## Challenge
State how many lines in the items below contain the word "forest". Case counts, so only matches with the same capitalization qualify. Reply with the number alone.

::::::::::

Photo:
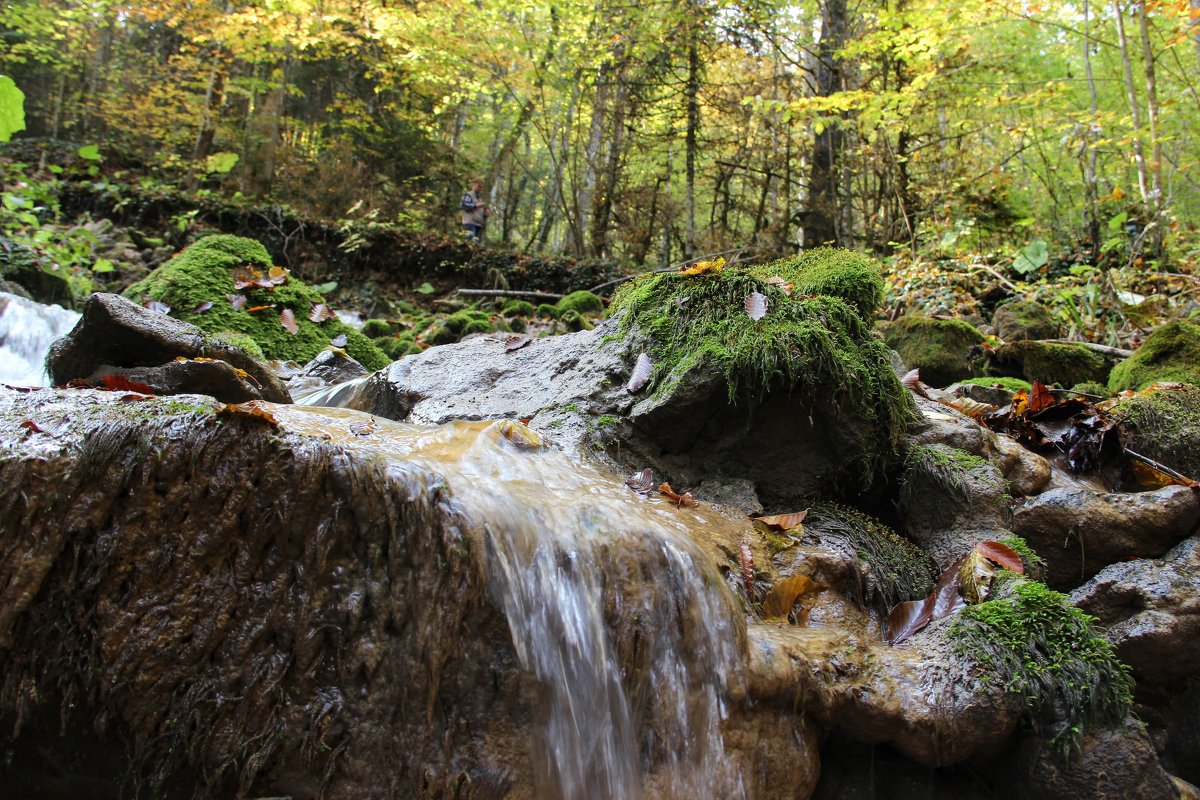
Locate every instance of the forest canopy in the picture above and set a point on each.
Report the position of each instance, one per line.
(648, 132)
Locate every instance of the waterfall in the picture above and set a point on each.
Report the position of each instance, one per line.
(27, 330)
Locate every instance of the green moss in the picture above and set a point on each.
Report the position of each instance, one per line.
(900, 570)
(816, 348)
(1171, 354)
(517, 308)
(1048, 653)
(936, 347)
(582, 302)
(204, 272)
(1053, 362)
(834, 272)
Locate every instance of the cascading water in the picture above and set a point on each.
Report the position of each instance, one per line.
(27, 330)
(573, 557)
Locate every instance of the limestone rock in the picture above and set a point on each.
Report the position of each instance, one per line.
(1080, 531)
(115, 334)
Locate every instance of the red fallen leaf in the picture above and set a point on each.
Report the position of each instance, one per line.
(912, 380)
(515, 342)
(642, 371)
(684, 500)
(784, 521)
(747, 557)
(253, 409)
(756, 305)
(641, 482)
(123, 384)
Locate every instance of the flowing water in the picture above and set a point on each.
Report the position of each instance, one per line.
(571, 555)
(27, 330)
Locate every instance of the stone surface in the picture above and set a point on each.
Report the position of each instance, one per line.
(115, 332)
(1080, 531)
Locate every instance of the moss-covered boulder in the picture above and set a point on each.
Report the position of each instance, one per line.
(1024, 319)
(1050, 362)
(1170, 354)
(936, 347)
(198, 284)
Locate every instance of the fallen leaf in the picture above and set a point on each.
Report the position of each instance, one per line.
(641, 482)
(783, 595)
(642, 371)
(756, 305)
(684, 500)
(784, 521)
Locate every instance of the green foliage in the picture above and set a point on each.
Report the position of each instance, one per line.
(1049, 654)
(204, 272)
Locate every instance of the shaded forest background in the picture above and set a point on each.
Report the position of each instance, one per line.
(651, 132)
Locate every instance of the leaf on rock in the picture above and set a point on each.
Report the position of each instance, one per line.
(684, 500)
(783, 595)
(641, 482)
(784, 521)
(642, 371)
(288, 319)
(756, 305)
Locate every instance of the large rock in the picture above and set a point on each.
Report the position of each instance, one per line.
(1080, 531)
(118, 337)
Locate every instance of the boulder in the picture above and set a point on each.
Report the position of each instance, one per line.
(115, 335)
(1079, 531)
(1171, 354)
(1024, 319)
(936, 347)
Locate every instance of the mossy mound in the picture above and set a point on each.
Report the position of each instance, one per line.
(1171, 354)
(936, 347)
(1050, 362)
(819, 350)
(833, 272)
(1164, 425)
(204, 274)
(1047, 651)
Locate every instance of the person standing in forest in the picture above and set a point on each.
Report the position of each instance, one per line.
(474, 211)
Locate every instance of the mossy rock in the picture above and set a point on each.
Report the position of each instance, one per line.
(936, 347)
(833, 272)
(1050, 362)
(1171, 354)
(204, 272)
(22, 265)
(1164, 425)
(582, 302)
(809, 370)
(1024, 319)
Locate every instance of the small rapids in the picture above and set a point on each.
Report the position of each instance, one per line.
(574, 557)
(27, 330)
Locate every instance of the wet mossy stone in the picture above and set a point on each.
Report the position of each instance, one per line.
(1024, 319)
(582, 302)
(204, 272)
(1050, 362)
(936, 347)
(802, 401)
(1171, 354)
(833, 272)
(22, 265)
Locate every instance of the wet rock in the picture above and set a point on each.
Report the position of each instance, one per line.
(1115, 763)
(1080, 531)
(115, 334)
(1150, 609)
(1024, 319)
(936, 347)
(1170, 354)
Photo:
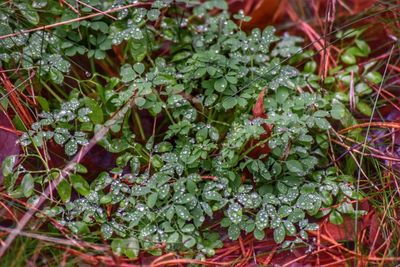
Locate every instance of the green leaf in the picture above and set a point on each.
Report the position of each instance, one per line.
(8, 165)
(310, 66)
(295, 166)
(80, 184)
(173, 238)
(139, 68)
(374, 77)
(348, 59)
(29, 13)
(27, 185)
(153, 14)
(128, 247)
(220, 85)
(64, 190)
(71, 147)
(188, 241)
(364, 108)
(335, 217)
(229, 102)
(79, 227)
(182, 212)
(259, 234)
(279, 234)
(338, 111)
(363, 89)
(363, 47)
(96, 115)
(152, 200)
(234, 213)
(290, 228)
(234, 231)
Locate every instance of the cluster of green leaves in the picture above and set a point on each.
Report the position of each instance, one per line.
(65, 126)
(203, 88)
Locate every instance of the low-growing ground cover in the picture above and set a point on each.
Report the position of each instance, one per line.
(170, 127)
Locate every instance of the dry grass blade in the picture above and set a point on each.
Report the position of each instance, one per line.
(46, 27)
(70, 166)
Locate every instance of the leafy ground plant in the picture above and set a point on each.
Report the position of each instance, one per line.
(215, 125)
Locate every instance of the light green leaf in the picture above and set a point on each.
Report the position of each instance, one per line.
(80, 184)
(279, 234)
(220, 85)
(27, 185)
(335, 217)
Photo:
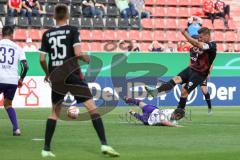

::::::::::

## Reply to the task
3